Meteorological winter is the season having the shortest days and the lowest temperatures. Night-time predominates the winter season, and in some regions it has the highest rate of precipitation as well as prolonged dampness because of permanent snow cover or high precipitation rates coupled with low temperatures, precluding evaporation. Blizzards often develop and cause many transportation delays. A rare meteorological phenomenon encountered during winter is ice fog, which is composed of ice crystals suspended in the air and happening only at very low temperatures, below about −30 °C
Accumulations of snow and ice are mostly associated with winter in the Northern Hemisphere, due to the large land masses there. In the Southern Hemisphere, the more maritime climate and the relative lack of land south of 40 degrees South makes the winters more mild, and thus snow and ice are less common in inhabited regions of the Southern Hemisphere. In the Southern Hemisphere, snow occurs every year in elevated regions such as the Andes, the Great Dividing Range in Australia, and the mountains of New Zealand, and also occurs in the southerly Patagonia region of South America. Snow occurs year-round in Antarctica.


It is often said that, astronomically, winter starts with the winter solstice and ends with the vernal equinox. In meteorology, it is by convention counted instead as the whole months of June, July and August in the Southern Hemisphere and December, January and February in the Northern Hemisphere. While in actuality, the most accurate start and end point is simply defined by when the first major wave of cold fronts and warm fronts hit a particular area, having no universally predetermined dates.

(Coordinate annotation items)
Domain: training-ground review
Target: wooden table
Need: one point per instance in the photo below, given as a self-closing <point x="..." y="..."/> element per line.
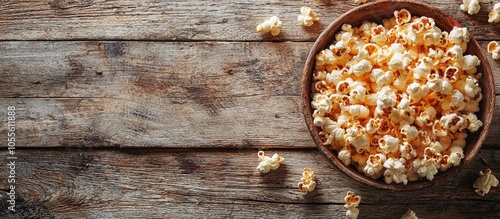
<point x="156" y="109"/>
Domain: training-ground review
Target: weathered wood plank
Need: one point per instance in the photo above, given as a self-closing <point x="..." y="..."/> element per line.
<point x="159" y="94"/>
<point x="177" y="71"/>
<point x="233" y="20"/>
<point x="86" y="183"/>
<point x="239" y="122"/>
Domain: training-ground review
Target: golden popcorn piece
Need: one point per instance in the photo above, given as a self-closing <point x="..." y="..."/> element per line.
<point x="267" y="163"/>
<point x="494" y="49"/>
<point x="410" y="214"/>
<point x="470" y="6"/>
<point x="485" y="181"/>
<point x="307" y="17"/>
<point x="494" y="15"/>
<point x="352" y="202"/>
<point x="402" y="92"/>
<point x="403" y="16"/>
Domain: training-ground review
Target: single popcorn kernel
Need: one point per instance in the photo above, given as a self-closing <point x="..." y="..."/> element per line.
<point x="267" y="163"/>
<point x="397" y="105"/>
<point x="494" y="15"/>
<point x="494" y="49"/>
<point x="272" y="25"/>
<point x="308" y="183"/>
<point x="352" y="202"/>
<point x="410" y="214"/>
<point x="359" y="2"/>
<point x="470" y="6"/>
<point x="307" y="17"/>
<point x="485" y="181"/>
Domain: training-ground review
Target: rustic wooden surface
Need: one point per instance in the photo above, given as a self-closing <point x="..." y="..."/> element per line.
<point x="156" y="109"/>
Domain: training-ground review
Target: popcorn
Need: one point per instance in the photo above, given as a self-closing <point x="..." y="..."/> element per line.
<point x="398" y="99"/>
<point x="272" y="25"/>
<point x="494" y="15"/>
<point x="409" y="215"/>
<point x="485" y="181"/>
<point x="494" y="49"/>
<point x="395" y="171"/>
<point x="307" y="17"/>
<point x="402" y="16"/>
<point x="470" y="6"/>
<point x="352" y="202"/>
<point x="308" y="183"/>
<point x="267" y="163"/>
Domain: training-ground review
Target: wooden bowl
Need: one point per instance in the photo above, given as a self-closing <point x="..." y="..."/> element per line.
<point x="375" y="12"/>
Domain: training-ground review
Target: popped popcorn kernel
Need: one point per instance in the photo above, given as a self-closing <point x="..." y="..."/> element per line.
<point x="272" y="25"/>
<point x="494" y="49"/>
<point x="470" y="6"/>
<point x="485" y="181"/>
<point x="410" y="214"/>
<point x="308" y="183"/>
<point x="307" y="17"/>
<point x="397" y="100"/>
<point x="352" y="202"/>
<point x="494" y="15"/>
<point x="267" y="163"/>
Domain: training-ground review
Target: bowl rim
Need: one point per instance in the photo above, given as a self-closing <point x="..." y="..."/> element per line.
<point x="471" y="149"/>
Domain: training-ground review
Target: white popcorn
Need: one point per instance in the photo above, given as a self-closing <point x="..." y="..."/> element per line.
<point x="395" y="171"/>
<point x="485" y="181"/>
<point x="388" y="144"/>
<point x="352" y="202"/>
<point x="494" y="15"/>
<point x="409" y="215"/>
<point x="397" y="99"/>
<point x="359" y="2"/>
<point x="307" y="17"/>
<point x="470" y="61"/>
<point x="272" y="25"/>
<point x="402" y="16"/>
<point x="345" y="156"/>
<point x="308" y="183"/>
<point x="470" y="6"/>
<point x="494" y="49"/>
<point x="474" y="123"/>
<point x="267" y="163"/>
<point x="409" y="132"/>
<point x="374" y="166"/>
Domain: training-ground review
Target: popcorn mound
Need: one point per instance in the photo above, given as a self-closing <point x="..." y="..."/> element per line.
<point x="395" y="100"/>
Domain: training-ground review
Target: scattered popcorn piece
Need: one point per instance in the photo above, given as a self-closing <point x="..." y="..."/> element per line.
<point x="307" y="17"/>
<point x="308" y="183"/>
<point x="494" y="49"/>
<point x="267" y="163"/>
<point x="352" y="202"/>
<point x="410" y="214"/>
<point x="485" y="181"/>
<point x="494" y="15"/>
<point x="272" y="25"/>
<point x="398" y="100"/>
<point x="470" y="6"/>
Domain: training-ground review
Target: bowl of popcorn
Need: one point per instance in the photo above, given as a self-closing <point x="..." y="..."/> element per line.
<point x="397" y="95"/>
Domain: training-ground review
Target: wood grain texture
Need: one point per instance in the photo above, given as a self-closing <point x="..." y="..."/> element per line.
<point x="247" y="122"/>
<point x="233" y="20"/>
<point x="85" y="183"/>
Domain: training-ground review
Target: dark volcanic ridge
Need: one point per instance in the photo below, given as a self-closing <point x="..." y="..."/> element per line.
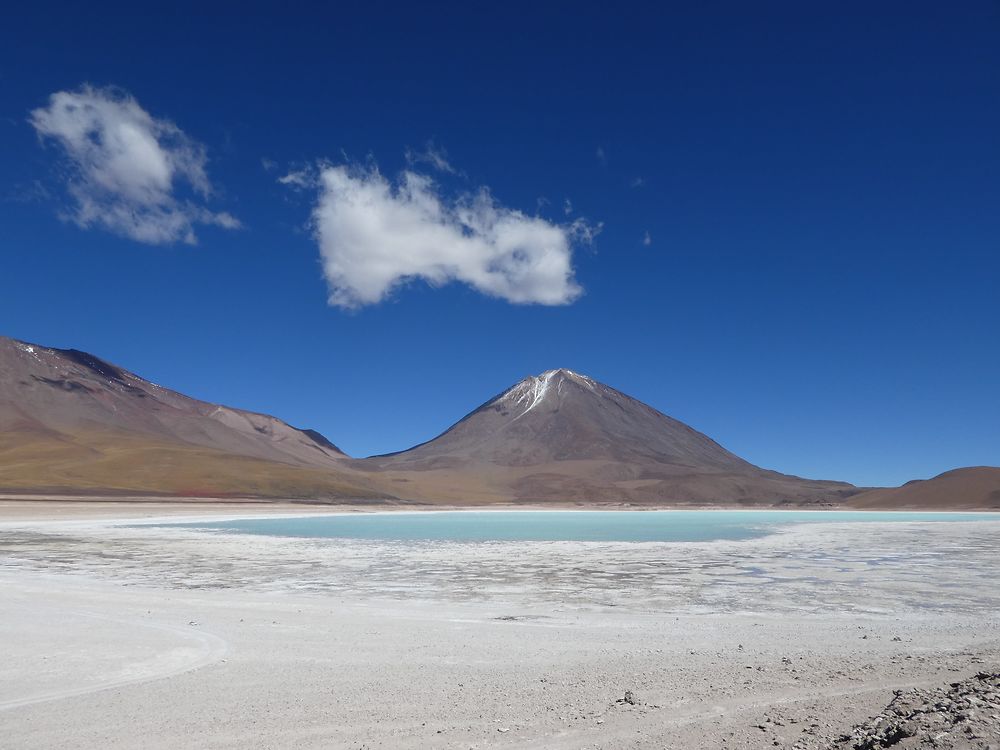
<point x="72" y="423"/>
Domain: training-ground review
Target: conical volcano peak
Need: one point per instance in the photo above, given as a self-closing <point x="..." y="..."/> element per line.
<point x="549" y="388"/>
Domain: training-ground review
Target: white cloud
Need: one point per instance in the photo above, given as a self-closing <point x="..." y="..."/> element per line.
<point x="375" y="235"/>
<point x="432" y="155"/>
<point x="126" y="167"/>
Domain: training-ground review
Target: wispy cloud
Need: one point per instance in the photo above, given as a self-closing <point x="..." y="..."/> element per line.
<point x="127" y="169"/>
<point x="433" y="156"/>
<point x="375" y="235"/>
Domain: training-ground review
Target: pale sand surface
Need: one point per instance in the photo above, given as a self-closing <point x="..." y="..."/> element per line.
<point x="142" y="637"/>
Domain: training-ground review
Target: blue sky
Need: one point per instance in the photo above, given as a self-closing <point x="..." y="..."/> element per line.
<point x="819" y="188"/>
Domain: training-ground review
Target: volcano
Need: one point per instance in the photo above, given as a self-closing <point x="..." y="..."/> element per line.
<point x="562" y="436"/>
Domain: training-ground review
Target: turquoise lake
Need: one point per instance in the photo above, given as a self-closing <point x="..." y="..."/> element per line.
<point x="553" y="526"/>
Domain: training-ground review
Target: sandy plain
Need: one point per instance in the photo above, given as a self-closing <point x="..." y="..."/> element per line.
<point x="118" y="634"/>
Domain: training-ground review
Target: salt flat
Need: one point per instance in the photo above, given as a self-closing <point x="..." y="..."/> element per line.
<point x="117" y="636"/>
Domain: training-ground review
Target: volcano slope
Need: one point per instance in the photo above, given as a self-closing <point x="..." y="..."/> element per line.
<point x="561" y="436"/>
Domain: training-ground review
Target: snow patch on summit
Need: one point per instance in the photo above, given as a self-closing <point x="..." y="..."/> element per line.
<point x="533" y="390"/>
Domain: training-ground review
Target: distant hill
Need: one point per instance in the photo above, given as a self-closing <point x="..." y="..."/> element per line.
<point x="74" y="424"/>
<point x="973" y="488"/>
<point x="562" y="436"/>
<point x="71" y="422"/>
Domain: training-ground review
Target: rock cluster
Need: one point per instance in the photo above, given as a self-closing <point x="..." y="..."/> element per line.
<point x="962" y="716"/>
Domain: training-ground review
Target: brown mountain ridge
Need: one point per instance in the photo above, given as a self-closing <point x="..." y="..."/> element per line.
<point x="74" y="424"/>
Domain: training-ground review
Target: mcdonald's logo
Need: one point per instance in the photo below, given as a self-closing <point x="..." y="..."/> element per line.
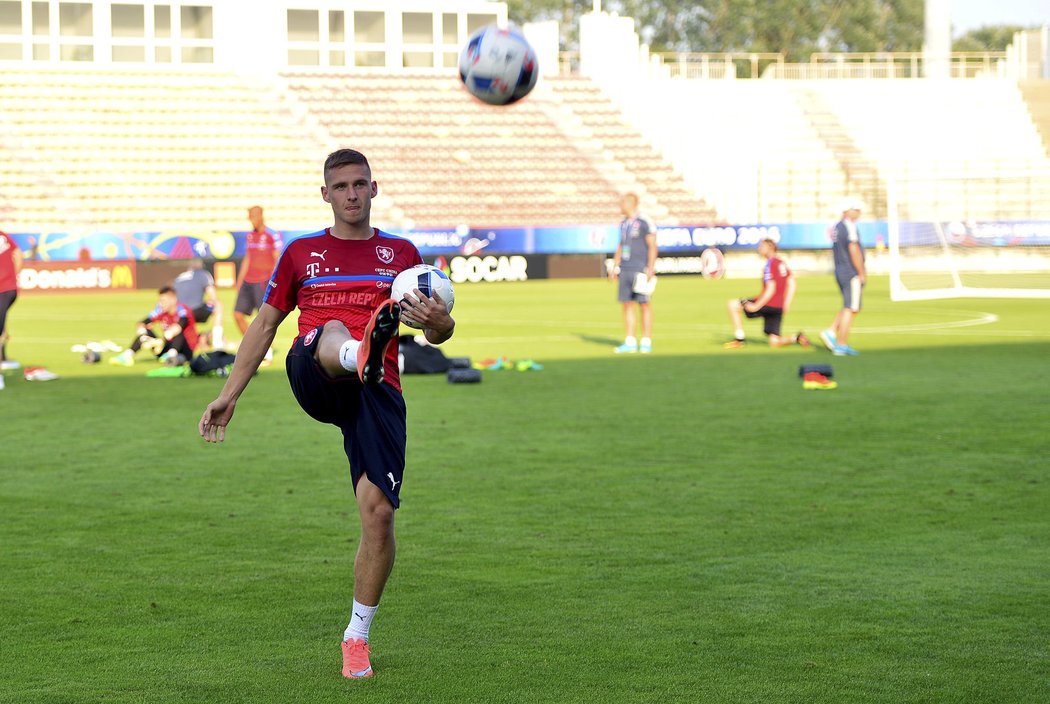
<point x="123" y="277"/>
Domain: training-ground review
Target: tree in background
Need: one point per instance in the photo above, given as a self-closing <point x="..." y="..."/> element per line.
<point x="793" y="27"/>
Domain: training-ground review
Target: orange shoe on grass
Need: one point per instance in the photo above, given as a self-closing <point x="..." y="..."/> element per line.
<point x="355" y="659"/>
<point x="378" y="334"/>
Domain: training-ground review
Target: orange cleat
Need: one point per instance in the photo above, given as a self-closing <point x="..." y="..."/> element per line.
<point x="380" y="331"/>
<point x="355" y="659"/>
<point x="818" y="380"/>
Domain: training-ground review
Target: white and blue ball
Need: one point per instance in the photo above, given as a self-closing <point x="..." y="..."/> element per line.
<point x="428" y="280"/>
<point x="498" y="66"/>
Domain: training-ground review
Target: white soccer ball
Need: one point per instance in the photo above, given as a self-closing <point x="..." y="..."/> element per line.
<point x="428" y="280"/>
<point x="498" y="66"/>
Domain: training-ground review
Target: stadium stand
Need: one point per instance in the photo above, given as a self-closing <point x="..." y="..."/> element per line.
<point x="152" y="147"/>
<point x="963" y="147"/>
<point x="1036" y="95"/>
<point x="446" y="160"/>
<point x="148" y="148"/>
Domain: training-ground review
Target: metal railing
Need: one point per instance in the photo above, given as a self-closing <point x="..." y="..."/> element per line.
<point x="734" y="64"/>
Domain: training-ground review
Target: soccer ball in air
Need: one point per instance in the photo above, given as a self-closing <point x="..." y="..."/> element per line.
<point x="428" y="280"/>
<point x="498" y="66"/>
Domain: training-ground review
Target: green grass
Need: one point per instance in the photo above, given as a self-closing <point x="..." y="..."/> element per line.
<point x="685" y="526"/>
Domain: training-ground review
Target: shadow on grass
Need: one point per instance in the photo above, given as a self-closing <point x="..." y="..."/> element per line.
<point x="600" y="339"/>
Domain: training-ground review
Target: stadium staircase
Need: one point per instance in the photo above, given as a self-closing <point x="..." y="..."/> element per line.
<point x="1036" y="95"/>
<point x="448" y="161"/>
<point x="627" y="153"/>
<point x="862" y="177"/>
<point x="965" y="149"/>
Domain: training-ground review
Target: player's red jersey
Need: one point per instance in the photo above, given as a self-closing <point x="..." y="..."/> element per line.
<point x="183" y="317"/>
<point x="8" y="282"/>
<point x="259" y="254"/>
<point x="778" y="272"/>
<point x="330" y="278"/>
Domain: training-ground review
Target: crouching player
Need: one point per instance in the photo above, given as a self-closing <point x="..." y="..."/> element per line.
<point x="169" y="332"/>
<point x="778" y="289"/>
<point x="342" y="367"/>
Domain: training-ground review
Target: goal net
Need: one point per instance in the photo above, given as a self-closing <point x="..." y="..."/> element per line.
<point x="979" y="237"/>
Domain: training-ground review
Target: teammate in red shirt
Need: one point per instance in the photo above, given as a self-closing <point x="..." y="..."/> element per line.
<point x="11" y="264"/>
<point x="177" y="337"/>
<point x="263" y="248"/>
<point x="342" y="367"/>
<point x="778" y="289"/>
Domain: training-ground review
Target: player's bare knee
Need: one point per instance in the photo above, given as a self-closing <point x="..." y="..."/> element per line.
<point x="377" y="519"/>
<point x="336" y="327"/>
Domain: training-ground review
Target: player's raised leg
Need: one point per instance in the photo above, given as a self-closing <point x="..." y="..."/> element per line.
<point x="341" y="354"/>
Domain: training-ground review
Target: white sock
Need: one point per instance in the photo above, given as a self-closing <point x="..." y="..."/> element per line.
<point x="360" y="621"/>
<point x="348" y="356"/>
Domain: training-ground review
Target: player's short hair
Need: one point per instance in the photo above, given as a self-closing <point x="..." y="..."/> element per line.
<point x="342" y="158"/>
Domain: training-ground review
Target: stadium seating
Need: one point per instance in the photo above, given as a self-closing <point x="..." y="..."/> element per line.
<point x="780" y="150"/>
<point x="446" y="160"/>
<point x="962" y="148"/>
<point x="152" y="148"/>
<point x="101" y="148"/>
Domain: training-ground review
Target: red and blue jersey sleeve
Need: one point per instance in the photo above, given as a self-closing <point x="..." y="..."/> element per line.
<point x="282" y="290"/>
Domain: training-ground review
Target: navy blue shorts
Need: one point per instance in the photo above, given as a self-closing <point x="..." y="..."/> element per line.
<point x="372" y="417"/>
<point x="772" y="317"/>
<point x="6" y="301"/>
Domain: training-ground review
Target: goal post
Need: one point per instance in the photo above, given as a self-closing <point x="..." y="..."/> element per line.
<point x="969" y="237"/>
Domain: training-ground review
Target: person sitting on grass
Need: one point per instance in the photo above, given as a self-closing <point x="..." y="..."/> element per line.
<point x="177" y="336"/>
<point x="778" y="289"/>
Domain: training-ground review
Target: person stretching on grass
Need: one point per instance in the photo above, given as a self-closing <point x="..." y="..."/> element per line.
<point x="342" y="366"/>
<point x="778" y="290"/>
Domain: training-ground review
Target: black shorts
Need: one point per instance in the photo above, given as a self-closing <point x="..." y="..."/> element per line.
<point x="203" y="312"/>
<point x="772" y="316"/>
<point x="372" y="418"/>
<point x="6" y="301"/>
<point x="250" y="297"/>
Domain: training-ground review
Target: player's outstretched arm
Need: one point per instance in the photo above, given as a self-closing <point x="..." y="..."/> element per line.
<point x="253" y="348"/>
<point x="431" y="313"/>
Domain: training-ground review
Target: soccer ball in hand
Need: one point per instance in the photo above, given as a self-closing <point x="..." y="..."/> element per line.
<point x="428" y="280"/>
<point x="498" y="66"/>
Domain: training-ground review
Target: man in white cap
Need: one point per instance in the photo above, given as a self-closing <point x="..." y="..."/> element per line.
<point x="851" y="275"/>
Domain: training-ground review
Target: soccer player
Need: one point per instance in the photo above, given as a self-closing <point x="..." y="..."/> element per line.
<point x="851" y="275"/>
<point x="177" y="336"/>
<point x="11" y="264"/>
<point x="635" y="254"/>
<point x="195" y="289"/>
<point x="778" y="290"/>
<point x="264" y="247"/>
<point x="342" y="366"/>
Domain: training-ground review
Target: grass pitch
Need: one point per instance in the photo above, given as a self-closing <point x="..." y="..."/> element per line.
<point x="685" y="526"/>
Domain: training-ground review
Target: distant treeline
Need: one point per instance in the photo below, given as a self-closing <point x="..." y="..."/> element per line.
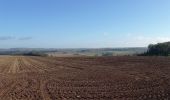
<point x="160" y="49"/>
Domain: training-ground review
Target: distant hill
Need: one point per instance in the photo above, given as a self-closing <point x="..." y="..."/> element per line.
<point x="159" y="49"/>
<point x="72" y="51"/>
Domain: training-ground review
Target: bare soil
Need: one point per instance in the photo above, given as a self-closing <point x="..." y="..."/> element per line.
<point x="84" y="78"/>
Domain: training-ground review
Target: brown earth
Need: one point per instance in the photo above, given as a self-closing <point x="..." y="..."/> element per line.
<point x="84" y="78"/>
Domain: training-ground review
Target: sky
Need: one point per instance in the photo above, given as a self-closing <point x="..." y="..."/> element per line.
<point x="83" y="23"/>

**Your tasks**
• A. Please list every month that the passage on winter says meteorology counts as winter, in either hemisphere.
• B. Answer these from the passage on winter, one per line:
(i) Below about what temperature does ice fog happen?
(ii) Where does snow occur year-round?
(iii) What does the passage credit for snow and ice accumulations being mostly associated with winter in the Northern Hemisphere?
• C. Give a continuation of the passage on winter, beginning after its final sentence.
None of these items are needed for what comes next.

**Task-by-task answers**
• A. June, July, August, December, January, February

• B.
(i) About −30 °C
(ii) Antarctica
(iii) The large land masses there

• C.
In Celtic nations such as Ireland using the Irish calendar, the winter solstice is traditionally considered as midwinter, with the winter season beginning November 1 on All Hallows or Samhain. Winter ends and spring begins on Imbolc or Candlemas, which is February 1 or February 2. This system of seasons is based on the length of days exclusively. The three-month period of the shortest days and weakest solar radiation occurs during November, December and January in the Northern Hemisphere and May-July in the Southern Hemisphere.
Also many mainland European countries tend to recognize Martinmas, St. Martin's day (November 11) as the first calendar day of winter. The day falls at midpoint between the old Julian equinox and solstice dates. Also, Valentines Day (February 14) is recognized by some countries as heralding the first rites of Spring (season), such as flower blooming.
In Chinese astronomy (and other East Asian calendars), winter is taken to commence on or around November 7, with the Jiéqì known as (立冬 lì dōng, literally "establishment of winter".)
The three-month period associated with the coldest average temperatures typically begins somewhere in late November or early December in the Northern Hemisphere. If "winter" is defined as the statistically coldest quarter of the year, then the astronomical definition is too late by almost all local climate standards, and the traditional English/Irish definition of November 1 (May 1 in the Southern Hemisphere) is usually too early to fit this standard. No matter the reckoning, winter is the only season that spans two calendar years in the northern hemisphere. (In other words, there are very few temperate climates in which the vernal equinox is on average colder than the winter solstice, and very few temperate climates in which Samhain is colder than Imbolc).


seealso Effect of sun angle on climate The tilt of the Earth's axis relative to its orbital plane has a dramatic effect on the weather. The Earth is tilted at an angle of 23.44° to the plane of its orbit, and this causes different latitudes on the Earth to directly face the Sun as the Earth moves through its orbit. It is this variation that primarily brings about the seasons. When it is winter in the Northern Hemisphere, the Southern Hemisphere faces the Sun more directly and thus experiences warmer temperatures than the Northern Hemisphere. Conversely, winter in the Southern Hemisphere occurs when the Northern hemisphere is tilted more toward the Sun. From the perspective of an observer on the Earth, the winter Sun has a lower maximum altitude in the sky than the summer Sun.
During winter in either hemisphere, the lower altitude of the Sun in winter causes the sunlight to hit that hemisphere at an oblique angle. In regions experiencing winter, the same amount of solar radiation is spread out over a larger area. This effect is compounded by the larger distance that the light must travel through the atmosphere, allowing the atmosphere to dissipate more heat.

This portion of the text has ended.